4.Oordeel van de rechtbank
De rechtbank heeft in haar uitspraak - voor zover van belang in hoger beroep - als volgt overwogen (belanghebbende is hierin aangeduid als ‘eiser’, de heffingsambtenaar als ‘verweerder’):
“5. De waarden die moeten worden vastgesteld zijn de waarden in het economische verkeer. Dat zijn de prijzen die zouden zijn betaald door de meest biedende koper als de onroerende zaken op de meest geschikte wijze en na de beste voorbereidingen te koop zijn aangeboden
[voetnoot rechtbank: Zie de wetsgeschiedenis van artikel 17, tweede lid, van de Wet WOZ]. De heffingsambtenaar moet aannemelijk maken dat hij de waarden niet te hoog heeft vastgesteld.
6. Om te beoordelen of de heffingsambtenaar aannemelijk heeft gemaakt dat hij de WOZ-waarden niet te hoog heeft vastgesteld, moet de rechtbank de volgende vragen beantwoorden:
1. Zijn de vergelijkingsobjecten voldoende vergelijkbaar met de onroerende zaken van eiser?

** OPDRACHT 1 **
Bewerk de vermeldingen vanaf de regel met "Existence check for any white" tot en met de regel met "81 160 177 219", en zet daarin overal "Existence check" om in "Presence check" zonder verder iets te veranderen. Geef alleen die regels terug.
De tekst en de vermeldingen hebben niets met elkaar te maken.

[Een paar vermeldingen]
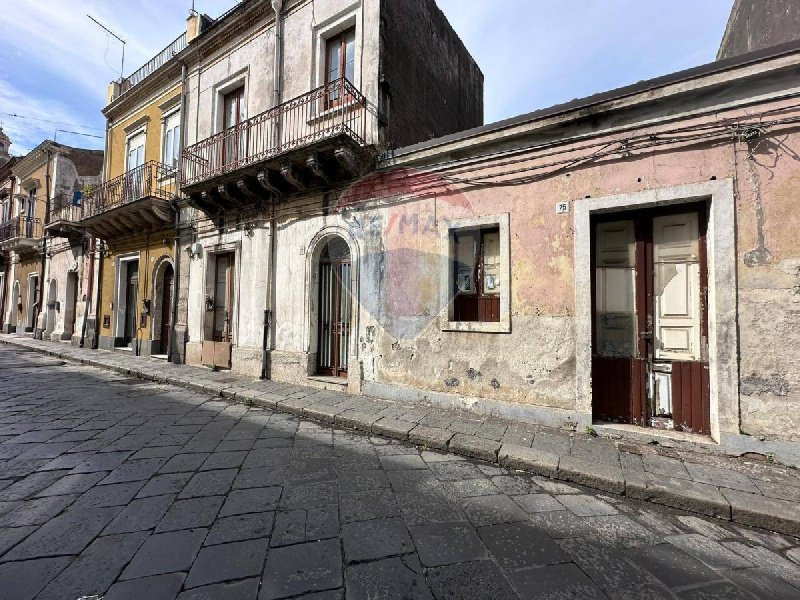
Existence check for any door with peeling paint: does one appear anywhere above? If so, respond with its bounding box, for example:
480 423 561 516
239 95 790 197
592 204 710 434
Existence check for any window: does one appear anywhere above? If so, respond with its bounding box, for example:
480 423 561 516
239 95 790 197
440 214 511 333
212 252 234 342
222 87 247 129
161 111 181 167
452 227 503 322
325 27 356 106
126 131 145 171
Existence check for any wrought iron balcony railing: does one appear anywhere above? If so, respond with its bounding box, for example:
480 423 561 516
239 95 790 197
181 79 368 186
50 194 83 223
81 161 177 219
0 217 42 242
120 32 188 94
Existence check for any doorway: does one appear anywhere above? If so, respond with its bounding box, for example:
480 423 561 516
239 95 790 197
120 260 139 346
317 236 352 377
160 263 175 354
591 203 711 434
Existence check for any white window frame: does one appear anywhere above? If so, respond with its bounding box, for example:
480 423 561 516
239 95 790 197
439 213 511 333
161 106 182 169
311 2 364 89
125 124 147 173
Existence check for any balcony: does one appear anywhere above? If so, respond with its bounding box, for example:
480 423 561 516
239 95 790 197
44 194 83 240
181 79 374 216
80 161 177 241
0 217 42 252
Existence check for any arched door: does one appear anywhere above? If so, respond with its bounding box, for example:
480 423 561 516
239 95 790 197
317 236 352 377
161 264 175 354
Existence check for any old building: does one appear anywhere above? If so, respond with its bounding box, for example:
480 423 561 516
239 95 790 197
176 0 483 376
0 140 103 340
76 32 188 357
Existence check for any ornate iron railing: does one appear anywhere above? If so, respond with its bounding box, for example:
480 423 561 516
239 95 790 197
50 194 83 223
181 79 367 186
120 32 188 94
0 217 42 242
81 160 177 219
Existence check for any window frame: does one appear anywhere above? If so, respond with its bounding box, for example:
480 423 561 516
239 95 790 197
439 213 511 333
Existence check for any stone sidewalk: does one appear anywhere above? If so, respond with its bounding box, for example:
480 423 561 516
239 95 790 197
0 335 800 535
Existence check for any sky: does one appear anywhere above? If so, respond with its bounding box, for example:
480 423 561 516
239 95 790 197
0 0 732 155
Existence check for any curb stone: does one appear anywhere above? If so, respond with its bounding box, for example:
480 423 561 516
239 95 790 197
0 339 800 536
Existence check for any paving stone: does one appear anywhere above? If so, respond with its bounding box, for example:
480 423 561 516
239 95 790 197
722 489 800 535
204 511 275 546
409 523 488 567
428 461 486 481
449 433 501 462
156 496 225 533
685 463 761 494
492 475 542 496
339 490 400 523
103 495 175 535
722 568 800 600
3 508 121 560
396 490 465 525
219 487 281 517
556 494 618 517
74 481 144 509
345 558 433 600
120 529 208 579
178 577 259 600
513 494 565 514
178 469 238 499
509 563 606 600
159 452 209 473
342 517 414 563
408 425 455 450
0 556 70 600
625 473 731 519
478 523 571 570
136 473 193 498
185 539 268 588
559 538 657 590
628 544 732 589
497 444 560 477
259 540 342 600
437 479 503 498
233 466 288 489
36 532 147 600
36 472 106 496
0 525 36 557
103 573 186 600
460 494 528 525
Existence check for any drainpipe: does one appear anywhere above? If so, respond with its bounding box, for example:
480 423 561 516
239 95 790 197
169 63 187 362
33 149 50 339
261 0 283 379
89 240 105 350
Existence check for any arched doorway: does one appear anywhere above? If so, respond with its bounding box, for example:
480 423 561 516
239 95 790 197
159 263 175 354
317 235 353 377
44 277 58 339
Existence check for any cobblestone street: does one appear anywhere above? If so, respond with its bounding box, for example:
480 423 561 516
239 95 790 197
0 347 800 600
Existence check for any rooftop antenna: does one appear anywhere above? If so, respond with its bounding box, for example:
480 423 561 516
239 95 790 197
86 15 125 79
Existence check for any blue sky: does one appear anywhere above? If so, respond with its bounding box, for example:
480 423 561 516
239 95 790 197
0 0 732 154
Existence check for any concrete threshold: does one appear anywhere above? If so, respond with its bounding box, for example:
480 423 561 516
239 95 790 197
0 335 800 536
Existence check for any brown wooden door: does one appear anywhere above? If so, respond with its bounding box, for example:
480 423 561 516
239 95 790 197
592 205 710 433
317 238 352 377
161 264 175 354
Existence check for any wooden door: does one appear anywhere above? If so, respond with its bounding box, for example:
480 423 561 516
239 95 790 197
592 205 710 433
123 260 139 344
161 264 175 354
317 238 353 377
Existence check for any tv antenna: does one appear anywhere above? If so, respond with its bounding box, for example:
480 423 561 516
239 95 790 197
86 15 125 79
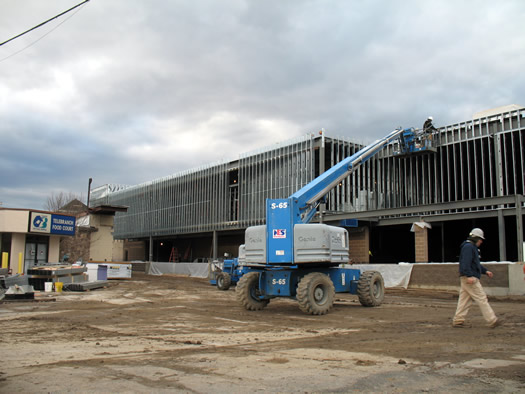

** OPDRACHT 2 **
Vat de tekst samen in twee zinnen.

** VOLLEDIG ANTWOORD 1 **
Presence check for any white window frame: does one appear anywhere above? If so, respond with its bounding box, for example:
480 423 561 516
239 95 790 197
439 213 511 333
161 106 182 169
311 2 364 89
125 124 147 173
Presence check for any balcony: does one appear anywhere above? If so, respond with its bounding box, for example:
480 423 561 516
239 95 790 197
44 194 83 240
181 79 374 216
80 161 177 241
0 217 42 252
Presence check for any arched door: does one appear anywhere above? If so, respond with its bounding box, for example:
480 423 561 516
239 95 790 197
317 236 352 377
161 264 175 354
Presence check for any old building: does one appear anywhere above? If so, respond with its bounding box, for example:
480 423 561 516
239 95 790 197
176 0 483 376
0 140 103 340
76 32 188 357
Presence check for any ornate iron railing: does one appear anywhere above? If so, respond with its bounding box, for example:
480 423 561 516
239 95 790 197
50 194 83 223
181 79 367 186
120 32 188 94
0 217 42 242
81 160 177 219

** VOLLEDIG ANTWOORD 2 **
De rechtbank stelt dat de vast te stellen waarden de waarden in het economische verkeer zijn: de prijzen die de meest biedende koper zou betalen als de onroerende zaken op de meest geschikte wijze en na de beste voorbereidingen te koop zijn aangeboden. De heffingsambtenaar moet aannemelijk maken dat hij de WOZ-waarden niet te hoog heeft vastgesteld, en om dat te beoordelen gaat de rechtbank onder meer na of de vergelijkingsobjecten voldoende vergelijkbaar zijn met de onroerende zaken van eiser.